Rows from a dataset
• • •
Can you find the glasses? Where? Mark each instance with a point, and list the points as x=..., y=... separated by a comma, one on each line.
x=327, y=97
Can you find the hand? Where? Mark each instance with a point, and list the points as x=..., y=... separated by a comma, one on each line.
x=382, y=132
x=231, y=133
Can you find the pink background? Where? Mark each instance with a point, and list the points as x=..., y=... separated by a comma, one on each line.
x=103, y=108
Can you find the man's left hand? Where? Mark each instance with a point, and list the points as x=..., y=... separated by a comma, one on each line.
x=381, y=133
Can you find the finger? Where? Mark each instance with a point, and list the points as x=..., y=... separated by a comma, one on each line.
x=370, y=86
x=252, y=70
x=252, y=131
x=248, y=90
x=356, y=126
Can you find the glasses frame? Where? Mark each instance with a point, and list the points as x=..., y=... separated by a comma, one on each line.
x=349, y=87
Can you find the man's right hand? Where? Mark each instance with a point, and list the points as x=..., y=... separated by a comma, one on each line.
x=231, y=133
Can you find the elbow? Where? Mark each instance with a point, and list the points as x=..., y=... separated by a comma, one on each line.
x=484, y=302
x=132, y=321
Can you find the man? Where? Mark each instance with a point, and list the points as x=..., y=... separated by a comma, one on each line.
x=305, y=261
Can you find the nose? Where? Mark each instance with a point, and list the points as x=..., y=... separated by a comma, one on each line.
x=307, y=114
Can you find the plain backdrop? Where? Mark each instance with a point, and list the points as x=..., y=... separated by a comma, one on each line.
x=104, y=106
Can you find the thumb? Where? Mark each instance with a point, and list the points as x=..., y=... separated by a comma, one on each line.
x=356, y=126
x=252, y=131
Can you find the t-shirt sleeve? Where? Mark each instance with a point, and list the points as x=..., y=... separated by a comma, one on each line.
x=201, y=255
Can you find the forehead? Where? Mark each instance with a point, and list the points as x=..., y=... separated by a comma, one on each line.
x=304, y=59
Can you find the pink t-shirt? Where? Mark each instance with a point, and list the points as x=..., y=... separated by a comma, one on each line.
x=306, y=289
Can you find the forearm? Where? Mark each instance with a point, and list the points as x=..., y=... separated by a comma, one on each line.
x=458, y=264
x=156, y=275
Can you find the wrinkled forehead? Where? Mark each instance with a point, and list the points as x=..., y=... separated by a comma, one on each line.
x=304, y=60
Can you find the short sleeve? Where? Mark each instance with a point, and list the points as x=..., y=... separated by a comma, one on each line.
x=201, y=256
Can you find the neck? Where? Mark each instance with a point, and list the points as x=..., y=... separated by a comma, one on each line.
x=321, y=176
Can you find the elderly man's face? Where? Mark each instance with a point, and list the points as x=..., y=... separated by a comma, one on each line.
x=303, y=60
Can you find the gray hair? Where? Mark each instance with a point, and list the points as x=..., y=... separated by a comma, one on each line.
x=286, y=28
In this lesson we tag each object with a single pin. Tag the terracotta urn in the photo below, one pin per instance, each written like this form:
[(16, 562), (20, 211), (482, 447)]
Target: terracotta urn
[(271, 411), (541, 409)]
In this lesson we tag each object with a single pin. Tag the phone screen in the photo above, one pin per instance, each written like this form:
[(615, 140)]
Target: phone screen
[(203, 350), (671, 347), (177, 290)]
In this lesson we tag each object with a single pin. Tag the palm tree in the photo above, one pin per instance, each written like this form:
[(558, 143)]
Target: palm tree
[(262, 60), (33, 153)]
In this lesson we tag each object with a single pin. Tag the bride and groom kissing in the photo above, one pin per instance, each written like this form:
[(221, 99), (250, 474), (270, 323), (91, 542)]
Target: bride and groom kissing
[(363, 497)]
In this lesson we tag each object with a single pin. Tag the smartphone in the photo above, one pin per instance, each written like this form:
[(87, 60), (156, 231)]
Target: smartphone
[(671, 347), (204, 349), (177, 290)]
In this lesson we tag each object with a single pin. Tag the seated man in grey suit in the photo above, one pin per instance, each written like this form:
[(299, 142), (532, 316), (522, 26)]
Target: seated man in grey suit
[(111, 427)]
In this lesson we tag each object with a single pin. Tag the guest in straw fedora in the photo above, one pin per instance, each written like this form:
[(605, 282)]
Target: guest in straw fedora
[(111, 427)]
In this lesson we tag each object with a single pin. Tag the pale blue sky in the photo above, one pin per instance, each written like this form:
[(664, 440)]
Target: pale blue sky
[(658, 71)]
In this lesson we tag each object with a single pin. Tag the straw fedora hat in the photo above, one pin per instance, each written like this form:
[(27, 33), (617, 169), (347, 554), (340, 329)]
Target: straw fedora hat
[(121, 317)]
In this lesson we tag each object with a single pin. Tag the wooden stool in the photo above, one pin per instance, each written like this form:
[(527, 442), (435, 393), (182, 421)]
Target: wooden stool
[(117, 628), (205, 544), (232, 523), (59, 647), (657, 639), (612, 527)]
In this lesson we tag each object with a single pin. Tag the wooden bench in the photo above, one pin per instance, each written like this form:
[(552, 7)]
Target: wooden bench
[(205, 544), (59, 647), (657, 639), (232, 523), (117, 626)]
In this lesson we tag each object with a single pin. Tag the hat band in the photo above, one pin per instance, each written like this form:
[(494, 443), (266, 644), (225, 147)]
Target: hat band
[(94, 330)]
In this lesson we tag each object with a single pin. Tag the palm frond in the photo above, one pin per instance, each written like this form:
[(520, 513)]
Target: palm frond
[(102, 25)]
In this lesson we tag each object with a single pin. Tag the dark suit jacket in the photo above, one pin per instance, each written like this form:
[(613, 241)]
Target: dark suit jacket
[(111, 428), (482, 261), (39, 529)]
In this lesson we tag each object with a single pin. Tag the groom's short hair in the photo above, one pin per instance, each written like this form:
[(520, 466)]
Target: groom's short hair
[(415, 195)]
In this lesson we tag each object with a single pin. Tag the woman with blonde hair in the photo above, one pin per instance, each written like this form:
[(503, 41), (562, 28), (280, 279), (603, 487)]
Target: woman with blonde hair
• • •
• **What this task involves**: Copy out the lines of the records above without any change, beginning at the line that contains "Can you find the plain" and stopping after the line that contains "x=201, y=255".

• **Output**:
Can you find the plain backdrop? Where? Mark each instance with a point, and list the points as x=..., y=... separated by a comma, one on each line.
x=104, y=106
Can you find the thumb? Where? Mark each instance with a point, and list the points as x=..., y=... separated by a comma, one on each line.
x=356, y=126
x=252, y=131
Can you find the t-shirt sleeve? Where? Mark each instance with a point, and list the points as x=..., y=... separated by a comma, one on each line.
x=201, y=255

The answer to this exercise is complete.